■ **Exercise directions**:
In the records below, copy out everything from the line that contains "of the small" down to the line that contains "of the dark", both lines included. Leave the pictures out of your copy.

■ **Information shown**:
= = = = =
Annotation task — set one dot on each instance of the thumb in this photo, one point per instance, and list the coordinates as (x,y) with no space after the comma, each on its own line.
= = = = =
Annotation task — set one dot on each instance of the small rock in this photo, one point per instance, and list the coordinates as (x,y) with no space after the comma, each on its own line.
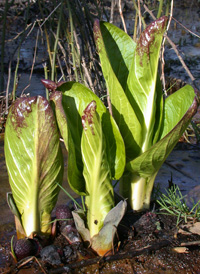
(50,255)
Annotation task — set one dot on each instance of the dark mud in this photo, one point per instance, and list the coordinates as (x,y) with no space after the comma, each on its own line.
= = = = =
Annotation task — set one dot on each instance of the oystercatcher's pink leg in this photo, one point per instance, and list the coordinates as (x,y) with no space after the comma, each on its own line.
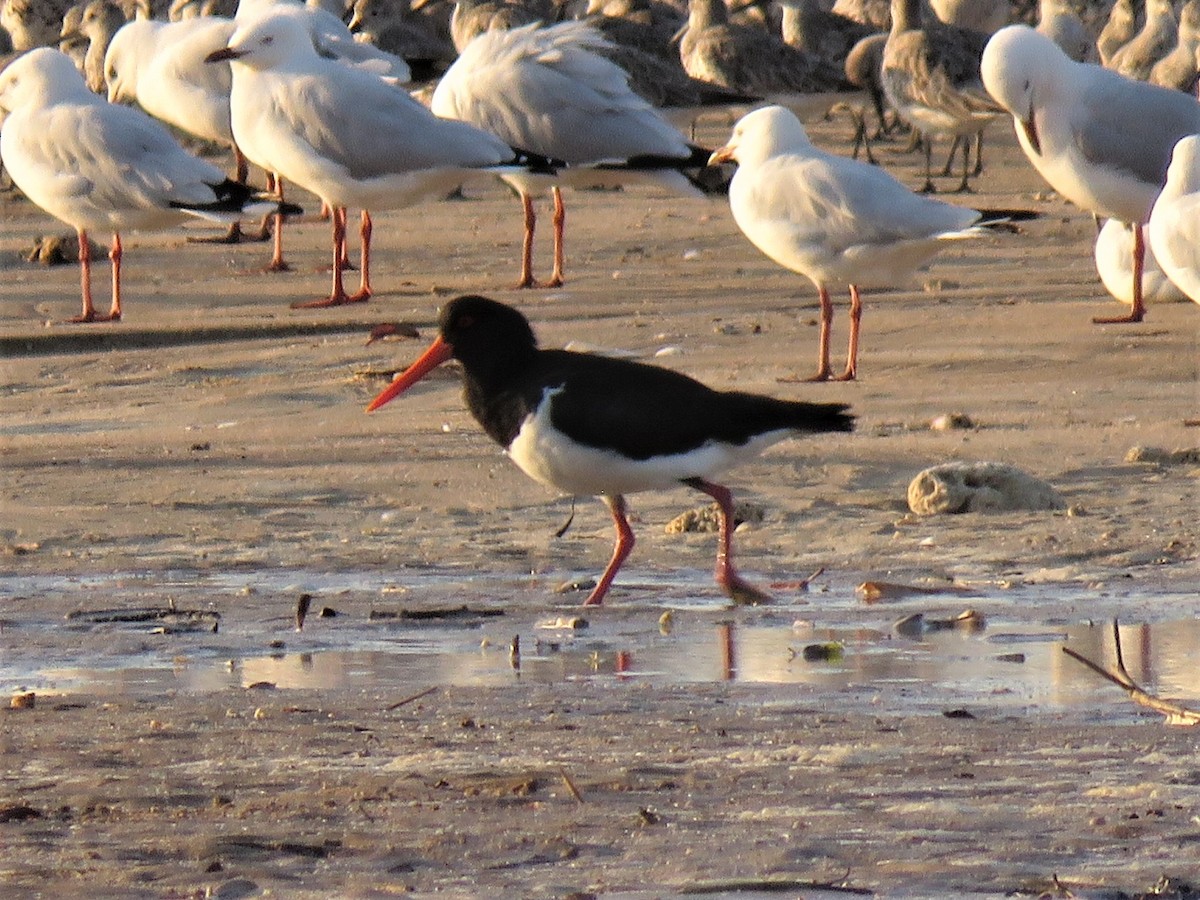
= = = = =
■ **Expected answer**:
Annotation task — set one dot on each instance of the small rock in this photo, one point per instance, and list the coordinates as (x,y) with no space after the comma, each on its own line.
(50,255)
Annotation task — set one dot on each instance of the dark mud in this photo, one point per instance, and list the coordinates as (x,y) with no space after the comma, each on its own line.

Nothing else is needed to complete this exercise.